__Source extract__.

RPN Calculator in Algol 60

Algol 60 has no text processing facilities, and even no useful text datatype. Its I/O is also very basic. Implementing the RPN calculator therefore requires that all the work for reading and parsing the input and converting it to numbers and operators must be programmed explicitly in the utmost detail. Because of this, compared to most other implementations, the one below is large and complicated.

The program is enclosed in a begin…end block, with the main part at the end. A bunch of variables and several helper procedures are defined within the block, one of them itself having its own local procedures nested within it. The diagram shows the interrelations between the procedures: indentation means nesting, arrows show which one calls which (evalrpn calls itself, among others).

The main part calls evalrpn to read a line of text and compute the RPN expression that it holds. The result of the call is analysed to see whether the computation concluded normally or failed, or the currently read input line was empty; if not empty, the result or an error mesage, respectively, is printed.

      
main
│
│    getchar <──┬──────┬─┬─┐
│               │      │ │ │
├──> skiprest ──┘      │ │ │
│ ┌────────────┐       │ │ │
└─┴> evalrpn ──┘       │ │ │
    │                  │ │ │
    ├──> isoper <───┐  │ │ │
    │               │  │ │ │
    └──> gettoken —─┴—─┘ │ │
        │                │ │
        ├──> skipws ─────┘ │
        │                  │
        └──> getnumber ────┘

The string NL represents an end-of-line (newline) character. It is enclosed in upper left and right corner marks – just as the string within which it appears – in order to form an inner string within it. Otherwise the two letters would be treated as ordinary ones and not as a special-character designator.

As there is no way in Algol 60 to detect the end of input, the program keeps infinitely calling evalrpn, and must be terminated by Ctrl-C or similar.

__Raw data__.
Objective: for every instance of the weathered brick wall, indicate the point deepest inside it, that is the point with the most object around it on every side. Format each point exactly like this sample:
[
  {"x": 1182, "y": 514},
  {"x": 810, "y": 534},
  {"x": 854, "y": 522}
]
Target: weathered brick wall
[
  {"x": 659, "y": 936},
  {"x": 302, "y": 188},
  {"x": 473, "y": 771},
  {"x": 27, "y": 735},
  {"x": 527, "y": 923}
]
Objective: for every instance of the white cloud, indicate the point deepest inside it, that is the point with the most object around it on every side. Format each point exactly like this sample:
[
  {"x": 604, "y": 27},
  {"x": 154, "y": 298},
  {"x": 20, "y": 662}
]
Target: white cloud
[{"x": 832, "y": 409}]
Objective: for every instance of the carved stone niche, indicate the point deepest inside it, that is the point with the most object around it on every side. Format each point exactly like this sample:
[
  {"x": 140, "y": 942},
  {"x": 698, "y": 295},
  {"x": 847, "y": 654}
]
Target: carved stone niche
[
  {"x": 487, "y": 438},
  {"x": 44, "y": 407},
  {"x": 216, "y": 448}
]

__Challenges__.
a: Answer these questions using the Algol 60 RPN calculator text:
(i) Which procedure does the main part call to read a line of text and compute the RPN expression in it?
(ii) What character does the string NL represent?
(iii) By what means must the program be terminated?
b: Output the part of the Algol 60 RPN calculator text from "RPN Calculator in" up to and including "large and complicated.", copied exactly.
c: Pick up the Algol 60 RPN calculator text after its final sentence and continue it.

__The replies__.
a:
(i) evalrpn
(ii) An end-of-line (newline) character
(iii) By Ctrl-C or similar

b:
RPN Calculator in Algol 60

Algol 60 has no text processing facilities, and even no useful text datatype. Its I/O is also very basic. Implementing the RPN calculator therefore requires that all the work for reading and parsing the input and converting it to numbers and operators must be programmed explicitly in the utmost detail. Because of this, compared to most other implementations, the one below is large and complicated.

c:
Evalrpn reads the input one character at a time until an end-of-line character is met, recognizing, as it goes along, arithmetic operators, or assembling numeric values from series of characters, and performing the respective computations.

Individual operators or numbers are read and extracted in evalrpn by calling gettoken. Gettoken, in turn, skips any possible whitespace (skipws), checks whether it is an operator or a number to return to evalrpn, and calls getnumber for reading numbers. Because a number may start with a plus or a minus character, which is also an operator, whenever gettoken encounters + or -, it sets sgn to 1 or -1 so that it can be used by getnumber for correctly computing a number, should that procedure become called. End of line and errors due to incorrect tokens are duly detected and propagated up the call chain. Gettoken makes sure that a token is followed by either a whitespace or an end-of-line. Thus, if more tokens are to be searched for in the input line, each next call of gettoken starts at a space. If a non-blank is found after a token, gettoken signals an error to its caller.

The basic procedure that gettoken, getnumber and skipws call to obtain a character is getchar. It reads a character and maps it to an integer-value character code. In this program-defined encoding, digits have codes from 0 to 9 that correspond to their values, and all other characters have codes greater than 9. Each such code is held by a variable – essentially a named constant: dd for the decimal dot, add for + etc. A special code err represents erroneous characters.

The very reading of a character takes place by calling the procedure inchar (from the standard environment) with the number, 0, of the standard input channel, and a string of all characters acceptable to the calculator, including end-of-line. If one of these characters is read, the argument i takes the position of that character within the string. If a non-acceptable character comes, i is assigned 0.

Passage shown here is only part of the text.